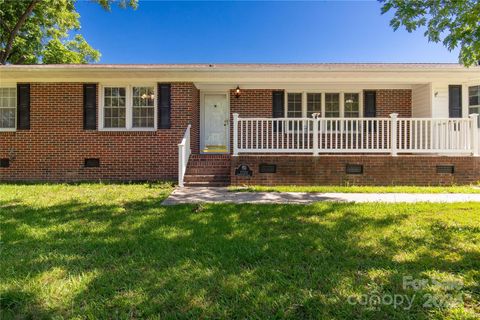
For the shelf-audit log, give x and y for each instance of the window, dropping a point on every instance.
(332, 105)
(143, 107)
(294, 105)
(8, 109)
(115, 107)
(351, 105)
(314, 104)
(129, 108)
(327, 104)
(474, 100)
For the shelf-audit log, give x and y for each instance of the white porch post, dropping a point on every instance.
(181, 149)
(393, 132)
(315, 136)
(475, 142)
(235, 134)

EXERCISE TASK » Reproduce every item above, with each request included, and shift every x and y coordinate in the points by -58. Leave the pictures out of your answer.

TASK RESPONSE »
For the shelf-audit log, give x and y for each instance of the window, dropping a point on every instance.
(274, 47)
(85, 49)
(236, 47)
(-50, 51)
(57, 49)
(293, 47)
(256, 46)
(71, 50)
(269, 46)
(416, 42)
For the shelf-audit log, give x and y for each instance of the white porch post, dropping a point on every instance.
(123, 91)
(335, 74)
(257, 78)
(417, 84)
(177, 76)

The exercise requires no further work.